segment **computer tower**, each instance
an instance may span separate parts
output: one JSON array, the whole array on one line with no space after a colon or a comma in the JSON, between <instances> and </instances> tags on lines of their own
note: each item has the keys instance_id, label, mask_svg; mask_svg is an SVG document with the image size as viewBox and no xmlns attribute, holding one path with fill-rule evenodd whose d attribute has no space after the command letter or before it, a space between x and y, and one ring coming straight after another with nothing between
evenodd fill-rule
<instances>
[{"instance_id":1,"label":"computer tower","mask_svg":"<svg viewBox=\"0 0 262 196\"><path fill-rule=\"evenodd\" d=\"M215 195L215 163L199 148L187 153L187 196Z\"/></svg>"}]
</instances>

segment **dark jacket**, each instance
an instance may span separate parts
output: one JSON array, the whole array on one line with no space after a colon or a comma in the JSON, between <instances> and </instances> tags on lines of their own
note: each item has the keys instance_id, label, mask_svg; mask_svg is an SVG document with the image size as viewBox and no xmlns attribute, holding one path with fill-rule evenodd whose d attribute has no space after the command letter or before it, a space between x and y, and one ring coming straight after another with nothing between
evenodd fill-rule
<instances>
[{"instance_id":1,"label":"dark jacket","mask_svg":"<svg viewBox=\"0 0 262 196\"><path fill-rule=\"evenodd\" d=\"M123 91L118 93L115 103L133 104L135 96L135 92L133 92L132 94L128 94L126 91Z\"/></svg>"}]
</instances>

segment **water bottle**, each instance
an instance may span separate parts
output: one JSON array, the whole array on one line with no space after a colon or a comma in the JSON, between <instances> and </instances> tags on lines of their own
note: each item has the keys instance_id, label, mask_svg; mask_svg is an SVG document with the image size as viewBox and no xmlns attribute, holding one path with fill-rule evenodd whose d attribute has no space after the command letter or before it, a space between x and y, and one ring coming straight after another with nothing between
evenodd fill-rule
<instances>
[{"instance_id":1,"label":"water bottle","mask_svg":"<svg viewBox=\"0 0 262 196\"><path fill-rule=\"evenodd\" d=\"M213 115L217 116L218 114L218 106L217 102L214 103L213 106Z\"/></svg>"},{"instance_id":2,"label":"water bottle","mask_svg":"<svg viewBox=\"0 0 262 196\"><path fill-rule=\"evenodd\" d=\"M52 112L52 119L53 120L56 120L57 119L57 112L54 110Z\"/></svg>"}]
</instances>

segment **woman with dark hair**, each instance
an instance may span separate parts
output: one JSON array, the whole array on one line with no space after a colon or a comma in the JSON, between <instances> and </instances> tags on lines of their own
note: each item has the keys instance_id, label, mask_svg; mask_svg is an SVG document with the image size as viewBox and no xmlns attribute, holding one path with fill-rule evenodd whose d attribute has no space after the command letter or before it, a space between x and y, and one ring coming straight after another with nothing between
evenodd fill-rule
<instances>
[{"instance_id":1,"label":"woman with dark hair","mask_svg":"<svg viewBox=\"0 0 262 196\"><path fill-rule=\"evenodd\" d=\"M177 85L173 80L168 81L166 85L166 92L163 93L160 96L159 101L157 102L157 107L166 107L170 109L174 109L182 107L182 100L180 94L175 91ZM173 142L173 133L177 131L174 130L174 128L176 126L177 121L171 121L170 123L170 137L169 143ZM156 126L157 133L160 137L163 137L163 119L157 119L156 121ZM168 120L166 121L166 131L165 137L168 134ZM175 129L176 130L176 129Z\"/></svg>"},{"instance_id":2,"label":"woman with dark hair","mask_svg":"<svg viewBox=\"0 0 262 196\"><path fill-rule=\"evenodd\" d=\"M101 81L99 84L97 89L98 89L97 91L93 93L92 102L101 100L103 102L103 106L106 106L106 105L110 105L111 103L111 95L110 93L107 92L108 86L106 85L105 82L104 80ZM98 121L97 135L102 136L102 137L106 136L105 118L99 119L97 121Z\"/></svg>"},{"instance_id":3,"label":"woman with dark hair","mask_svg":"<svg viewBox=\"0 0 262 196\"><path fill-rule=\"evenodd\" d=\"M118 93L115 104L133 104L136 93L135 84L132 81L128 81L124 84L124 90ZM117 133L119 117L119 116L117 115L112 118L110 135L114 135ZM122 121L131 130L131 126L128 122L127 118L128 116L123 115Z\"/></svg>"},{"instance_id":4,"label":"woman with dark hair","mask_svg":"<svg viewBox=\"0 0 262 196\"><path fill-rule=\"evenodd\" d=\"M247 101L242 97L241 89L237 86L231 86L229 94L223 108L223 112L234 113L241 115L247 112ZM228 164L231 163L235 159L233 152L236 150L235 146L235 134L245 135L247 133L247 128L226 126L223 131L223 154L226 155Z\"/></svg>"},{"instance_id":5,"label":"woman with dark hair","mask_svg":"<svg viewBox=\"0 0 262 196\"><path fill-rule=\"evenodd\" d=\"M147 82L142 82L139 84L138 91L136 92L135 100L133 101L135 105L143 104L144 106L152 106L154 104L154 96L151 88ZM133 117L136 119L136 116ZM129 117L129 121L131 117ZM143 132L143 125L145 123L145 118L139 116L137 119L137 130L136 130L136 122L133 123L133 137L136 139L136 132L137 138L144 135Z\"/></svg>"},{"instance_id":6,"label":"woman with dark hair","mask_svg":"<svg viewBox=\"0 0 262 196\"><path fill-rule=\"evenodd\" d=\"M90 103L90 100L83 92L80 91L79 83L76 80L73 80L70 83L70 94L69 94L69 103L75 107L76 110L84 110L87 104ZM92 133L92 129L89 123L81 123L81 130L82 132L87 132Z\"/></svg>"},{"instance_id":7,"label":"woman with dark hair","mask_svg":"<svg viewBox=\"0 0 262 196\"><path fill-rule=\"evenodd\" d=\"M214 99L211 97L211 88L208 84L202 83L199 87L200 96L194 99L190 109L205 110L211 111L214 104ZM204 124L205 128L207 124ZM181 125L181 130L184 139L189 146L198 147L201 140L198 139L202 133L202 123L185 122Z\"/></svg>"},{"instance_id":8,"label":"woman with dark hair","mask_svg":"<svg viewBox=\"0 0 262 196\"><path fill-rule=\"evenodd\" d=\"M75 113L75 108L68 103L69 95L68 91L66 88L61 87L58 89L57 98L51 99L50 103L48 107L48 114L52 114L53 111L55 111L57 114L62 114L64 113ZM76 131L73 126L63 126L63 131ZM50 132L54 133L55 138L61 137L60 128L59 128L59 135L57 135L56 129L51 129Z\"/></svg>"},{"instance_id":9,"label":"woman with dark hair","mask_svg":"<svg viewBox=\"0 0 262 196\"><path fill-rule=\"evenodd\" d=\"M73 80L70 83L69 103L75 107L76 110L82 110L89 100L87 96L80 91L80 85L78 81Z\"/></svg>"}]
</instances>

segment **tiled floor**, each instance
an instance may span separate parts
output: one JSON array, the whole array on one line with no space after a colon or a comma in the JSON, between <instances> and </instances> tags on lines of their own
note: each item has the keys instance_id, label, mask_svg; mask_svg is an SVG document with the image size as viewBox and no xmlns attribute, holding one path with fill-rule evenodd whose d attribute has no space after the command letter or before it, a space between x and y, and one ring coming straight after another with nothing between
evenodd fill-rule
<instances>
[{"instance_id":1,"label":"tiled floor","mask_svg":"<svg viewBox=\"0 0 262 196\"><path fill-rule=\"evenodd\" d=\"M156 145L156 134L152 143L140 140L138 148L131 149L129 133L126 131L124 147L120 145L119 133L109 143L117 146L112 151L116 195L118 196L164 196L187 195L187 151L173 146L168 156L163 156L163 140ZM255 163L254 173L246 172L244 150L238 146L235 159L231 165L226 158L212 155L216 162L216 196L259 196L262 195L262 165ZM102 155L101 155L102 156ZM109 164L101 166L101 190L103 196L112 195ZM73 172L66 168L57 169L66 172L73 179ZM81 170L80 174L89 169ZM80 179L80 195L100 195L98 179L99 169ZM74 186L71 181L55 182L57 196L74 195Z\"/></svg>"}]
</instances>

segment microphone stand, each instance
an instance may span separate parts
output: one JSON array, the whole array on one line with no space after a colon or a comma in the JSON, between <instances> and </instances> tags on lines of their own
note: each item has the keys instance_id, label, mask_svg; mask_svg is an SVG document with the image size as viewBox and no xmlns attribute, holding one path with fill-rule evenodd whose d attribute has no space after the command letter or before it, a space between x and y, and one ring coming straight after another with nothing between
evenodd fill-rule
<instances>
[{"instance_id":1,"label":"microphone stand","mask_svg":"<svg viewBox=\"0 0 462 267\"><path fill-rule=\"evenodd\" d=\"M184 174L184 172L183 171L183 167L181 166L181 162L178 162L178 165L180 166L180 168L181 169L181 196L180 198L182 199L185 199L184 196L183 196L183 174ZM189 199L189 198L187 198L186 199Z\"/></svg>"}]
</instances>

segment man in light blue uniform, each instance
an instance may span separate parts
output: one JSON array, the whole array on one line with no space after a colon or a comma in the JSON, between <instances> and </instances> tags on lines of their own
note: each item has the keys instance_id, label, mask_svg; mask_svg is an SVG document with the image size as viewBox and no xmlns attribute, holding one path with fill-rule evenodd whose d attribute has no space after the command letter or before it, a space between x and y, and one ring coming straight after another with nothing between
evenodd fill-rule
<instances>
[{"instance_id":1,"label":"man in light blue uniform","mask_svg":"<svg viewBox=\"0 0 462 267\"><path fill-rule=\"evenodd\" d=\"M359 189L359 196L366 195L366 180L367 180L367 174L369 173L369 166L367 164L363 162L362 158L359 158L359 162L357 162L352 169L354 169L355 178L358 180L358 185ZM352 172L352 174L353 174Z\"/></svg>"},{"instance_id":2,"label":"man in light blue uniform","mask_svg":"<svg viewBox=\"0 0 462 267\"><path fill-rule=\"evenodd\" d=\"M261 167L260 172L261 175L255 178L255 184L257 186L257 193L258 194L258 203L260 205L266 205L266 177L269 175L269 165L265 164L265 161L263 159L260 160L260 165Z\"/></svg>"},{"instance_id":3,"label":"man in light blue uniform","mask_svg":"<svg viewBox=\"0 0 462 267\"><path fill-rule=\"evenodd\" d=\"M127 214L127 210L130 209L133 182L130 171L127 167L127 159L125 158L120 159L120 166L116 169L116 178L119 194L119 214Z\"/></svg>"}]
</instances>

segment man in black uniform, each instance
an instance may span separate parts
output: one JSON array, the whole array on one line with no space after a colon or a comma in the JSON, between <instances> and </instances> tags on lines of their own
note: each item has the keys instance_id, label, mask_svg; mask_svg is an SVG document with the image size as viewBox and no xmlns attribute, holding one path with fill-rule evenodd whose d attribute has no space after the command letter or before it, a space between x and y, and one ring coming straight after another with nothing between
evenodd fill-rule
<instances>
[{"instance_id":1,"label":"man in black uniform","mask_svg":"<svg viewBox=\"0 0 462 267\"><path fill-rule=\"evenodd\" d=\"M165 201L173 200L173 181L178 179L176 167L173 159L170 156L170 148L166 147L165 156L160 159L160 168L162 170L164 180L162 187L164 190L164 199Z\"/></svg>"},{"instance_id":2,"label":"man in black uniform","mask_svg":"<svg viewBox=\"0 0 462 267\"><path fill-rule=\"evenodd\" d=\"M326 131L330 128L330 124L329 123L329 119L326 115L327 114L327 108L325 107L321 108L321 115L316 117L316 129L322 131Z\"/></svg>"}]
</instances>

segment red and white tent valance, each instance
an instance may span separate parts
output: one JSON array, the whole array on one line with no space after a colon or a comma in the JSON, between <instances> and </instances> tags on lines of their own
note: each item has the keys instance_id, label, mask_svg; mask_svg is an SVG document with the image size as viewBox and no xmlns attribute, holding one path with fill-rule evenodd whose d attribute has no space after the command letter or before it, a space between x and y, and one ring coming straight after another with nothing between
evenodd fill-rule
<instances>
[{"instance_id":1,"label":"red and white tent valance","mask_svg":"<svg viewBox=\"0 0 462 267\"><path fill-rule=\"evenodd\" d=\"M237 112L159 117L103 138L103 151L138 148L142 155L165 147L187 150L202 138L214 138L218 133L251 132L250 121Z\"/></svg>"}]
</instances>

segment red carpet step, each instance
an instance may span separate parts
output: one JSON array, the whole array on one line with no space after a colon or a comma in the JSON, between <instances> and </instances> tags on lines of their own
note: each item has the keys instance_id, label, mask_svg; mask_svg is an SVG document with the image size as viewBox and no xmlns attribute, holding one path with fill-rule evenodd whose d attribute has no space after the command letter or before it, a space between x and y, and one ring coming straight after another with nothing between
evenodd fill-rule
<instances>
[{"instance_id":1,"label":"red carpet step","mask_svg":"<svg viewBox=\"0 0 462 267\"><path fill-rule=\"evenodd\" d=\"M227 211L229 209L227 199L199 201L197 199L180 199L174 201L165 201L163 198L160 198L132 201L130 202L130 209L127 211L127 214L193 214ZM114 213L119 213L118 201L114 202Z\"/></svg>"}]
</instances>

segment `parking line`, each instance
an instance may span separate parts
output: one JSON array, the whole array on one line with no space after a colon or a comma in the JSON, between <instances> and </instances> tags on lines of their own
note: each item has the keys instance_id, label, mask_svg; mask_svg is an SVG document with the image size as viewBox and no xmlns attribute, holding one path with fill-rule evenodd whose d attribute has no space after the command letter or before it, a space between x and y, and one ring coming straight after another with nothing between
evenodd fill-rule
##############################
Pick out every line in the items above that contains the string "tent", treating case as significant.

segment red and white tent valance, each instance
[{"instance_id":1,"label":"red and white tent valance","mask_svg":"<svg viewBox=\"0 0 462 267\"><path fill-rule=\"evenodd\" d=\"M237 112L159 117L103 138L103 151L138 148L142 155L165 147L187 150L202 138L214 138L218 133L251 132L250 121Z\"/></svg>"}]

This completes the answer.